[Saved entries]
════════
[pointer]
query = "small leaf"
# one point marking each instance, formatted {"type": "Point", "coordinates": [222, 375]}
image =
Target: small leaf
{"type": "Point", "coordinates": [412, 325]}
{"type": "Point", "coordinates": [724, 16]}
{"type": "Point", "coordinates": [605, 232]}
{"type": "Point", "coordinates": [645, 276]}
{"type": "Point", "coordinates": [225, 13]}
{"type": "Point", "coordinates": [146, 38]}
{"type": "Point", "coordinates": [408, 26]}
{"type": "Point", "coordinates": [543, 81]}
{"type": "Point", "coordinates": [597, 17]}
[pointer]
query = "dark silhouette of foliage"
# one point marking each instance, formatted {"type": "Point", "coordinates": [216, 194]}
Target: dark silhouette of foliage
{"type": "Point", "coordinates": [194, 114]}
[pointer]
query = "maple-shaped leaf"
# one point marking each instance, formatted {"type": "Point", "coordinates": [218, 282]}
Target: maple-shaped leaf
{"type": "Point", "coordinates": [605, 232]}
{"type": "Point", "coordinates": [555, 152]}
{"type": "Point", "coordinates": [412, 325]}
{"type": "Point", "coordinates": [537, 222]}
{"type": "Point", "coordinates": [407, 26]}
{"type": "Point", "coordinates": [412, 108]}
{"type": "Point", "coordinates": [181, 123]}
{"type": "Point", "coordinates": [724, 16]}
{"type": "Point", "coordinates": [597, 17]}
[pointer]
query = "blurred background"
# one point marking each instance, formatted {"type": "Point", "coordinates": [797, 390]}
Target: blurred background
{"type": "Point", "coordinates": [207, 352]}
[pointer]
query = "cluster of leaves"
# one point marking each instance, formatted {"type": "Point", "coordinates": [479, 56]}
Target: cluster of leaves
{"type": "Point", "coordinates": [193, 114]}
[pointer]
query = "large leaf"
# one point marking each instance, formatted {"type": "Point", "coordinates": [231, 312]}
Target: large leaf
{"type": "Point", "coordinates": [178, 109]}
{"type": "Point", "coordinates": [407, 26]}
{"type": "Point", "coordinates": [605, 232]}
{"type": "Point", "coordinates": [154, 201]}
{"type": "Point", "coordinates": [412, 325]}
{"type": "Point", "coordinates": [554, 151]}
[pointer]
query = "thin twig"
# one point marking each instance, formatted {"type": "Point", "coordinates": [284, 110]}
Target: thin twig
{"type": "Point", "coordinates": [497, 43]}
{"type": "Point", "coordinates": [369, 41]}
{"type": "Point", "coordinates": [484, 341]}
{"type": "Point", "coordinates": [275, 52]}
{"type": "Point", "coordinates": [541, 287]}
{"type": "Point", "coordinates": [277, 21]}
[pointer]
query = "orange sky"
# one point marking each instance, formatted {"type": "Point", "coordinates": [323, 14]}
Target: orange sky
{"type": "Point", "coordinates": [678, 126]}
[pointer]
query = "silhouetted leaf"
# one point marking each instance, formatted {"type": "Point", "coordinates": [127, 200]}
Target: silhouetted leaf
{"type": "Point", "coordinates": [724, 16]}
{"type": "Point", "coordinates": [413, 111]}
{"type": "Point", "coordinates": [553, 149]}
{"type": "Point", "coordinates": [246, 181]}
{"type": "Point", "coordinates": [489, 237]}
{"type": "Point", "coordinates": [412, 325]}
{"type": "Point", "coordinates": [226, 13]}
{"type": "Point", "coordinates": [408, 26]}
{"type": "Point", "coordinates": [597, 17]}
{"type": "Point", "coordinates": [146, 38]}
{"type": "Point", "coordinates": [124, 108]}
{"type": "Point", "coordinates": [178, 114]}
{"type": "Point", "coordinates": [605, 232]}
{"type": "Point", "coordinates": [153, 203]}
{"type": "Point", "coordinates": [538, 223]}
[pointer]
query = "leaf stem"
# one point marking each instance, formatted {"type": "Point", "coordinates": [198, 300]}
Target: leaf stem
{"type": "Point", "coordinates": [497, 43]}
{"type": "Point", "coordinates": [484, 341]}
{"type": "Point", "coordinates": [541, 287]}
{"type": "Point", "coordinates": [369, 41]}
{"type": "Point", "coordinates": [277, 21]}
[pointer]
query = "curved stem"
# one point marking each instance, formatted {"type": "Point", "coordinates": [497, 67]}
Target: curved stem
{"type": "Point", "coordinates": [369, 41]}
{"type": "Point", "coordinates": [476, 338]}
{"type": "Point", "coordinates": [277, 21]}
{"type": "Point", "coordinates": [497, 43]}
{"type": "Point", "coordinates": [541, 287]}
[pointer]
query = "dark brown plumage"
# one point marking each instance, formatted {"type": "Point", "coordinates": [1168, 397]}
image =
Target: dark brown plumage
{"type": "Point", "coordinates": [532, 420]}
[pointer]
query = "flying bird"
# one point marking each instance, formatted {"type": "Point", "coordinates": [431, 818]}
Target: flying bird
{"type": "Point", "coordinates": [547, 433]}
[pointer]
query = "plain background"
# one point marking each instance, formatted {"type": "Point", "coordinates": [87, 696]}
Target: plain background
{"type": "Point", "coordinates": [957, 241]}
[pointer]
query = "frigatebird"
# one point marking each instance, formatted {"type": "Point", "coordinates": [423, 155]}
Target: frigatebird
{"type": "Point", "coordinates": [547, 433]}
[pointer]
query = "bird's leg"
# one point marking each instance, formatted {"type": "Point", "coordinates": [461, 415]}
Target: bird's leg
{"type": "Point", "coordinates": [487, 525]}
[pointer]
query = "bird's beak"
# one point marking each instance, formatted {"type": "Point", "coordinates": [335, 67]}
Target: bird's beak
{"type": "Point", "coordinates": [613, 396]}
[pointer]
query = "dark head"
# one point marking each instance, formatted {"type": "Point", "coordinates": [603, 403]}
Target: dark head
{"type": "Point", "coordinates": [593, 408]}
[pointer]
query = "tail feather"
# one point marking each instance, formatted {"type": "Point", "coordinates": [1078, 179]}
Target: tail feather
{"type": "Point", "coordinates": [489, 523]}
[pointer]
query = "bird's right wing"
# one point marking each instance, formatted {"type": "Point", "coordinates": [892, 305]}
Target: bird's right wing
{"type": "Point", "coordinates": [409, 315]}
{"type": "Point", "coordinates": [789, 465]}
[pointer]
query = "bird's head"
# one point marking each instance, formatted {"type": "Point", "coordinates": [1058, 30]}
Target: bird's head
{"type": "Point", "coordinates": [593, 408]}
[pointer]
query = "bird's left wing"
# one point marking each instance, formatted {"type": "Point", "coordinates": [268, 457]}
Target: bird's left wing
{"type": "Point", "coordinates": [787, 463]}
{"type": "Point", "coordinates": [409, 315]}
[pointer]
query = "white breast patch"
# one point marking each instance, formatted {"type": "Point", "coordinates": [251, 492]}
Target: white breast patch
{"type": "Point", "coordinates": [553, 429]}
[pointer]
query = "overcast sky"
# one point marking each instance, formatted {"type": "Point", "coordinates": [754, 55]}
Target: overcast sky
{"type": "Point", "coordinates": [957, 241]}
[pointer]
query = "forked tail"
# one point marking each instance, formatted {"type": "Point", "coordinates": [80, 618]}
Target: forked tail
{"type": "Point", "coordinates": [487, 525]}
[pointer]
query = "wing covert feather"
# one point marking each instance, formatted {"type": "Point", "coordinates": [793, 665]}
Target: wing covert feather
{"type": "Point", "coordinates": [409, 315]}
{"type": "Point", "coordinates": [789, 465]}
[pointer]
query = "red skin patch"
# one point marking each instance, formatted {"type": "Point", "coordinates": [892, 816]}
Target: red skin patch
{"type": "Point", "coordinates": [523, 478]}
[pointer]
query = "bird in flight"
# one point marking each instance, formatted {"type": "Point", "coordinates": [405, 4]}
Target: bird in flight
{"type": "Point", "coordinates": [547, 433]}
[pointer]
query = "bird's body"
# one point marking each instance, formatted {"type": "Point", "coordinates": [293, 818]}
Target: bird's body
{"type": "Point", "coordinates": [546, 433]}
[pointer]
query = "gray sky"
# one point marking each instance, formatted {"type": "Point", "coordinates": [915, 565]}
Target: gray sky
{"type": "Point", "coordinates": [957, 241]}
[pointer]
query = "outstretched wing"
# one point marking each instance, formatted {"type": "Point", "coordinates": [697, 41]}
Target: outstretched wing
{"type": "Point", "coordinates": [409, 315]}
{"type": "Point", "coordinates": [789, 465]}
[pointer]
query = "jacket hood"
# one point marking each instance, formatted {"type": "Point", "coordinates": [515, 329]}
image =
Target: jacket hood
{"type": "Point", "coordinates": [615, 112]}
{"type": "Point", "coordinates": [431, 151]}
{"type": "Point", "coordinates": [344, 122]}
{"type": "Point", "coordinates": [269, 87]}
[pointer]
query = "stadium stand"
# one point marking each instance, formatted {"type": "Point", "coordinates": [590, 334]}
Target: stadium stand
════════
• _EXERCISE OBJECTIVE_
Please return a copy of each line in the entries that has the string "stand".

• _FINAL ANSWER_
query = "stadium stand"
Target: stadium stand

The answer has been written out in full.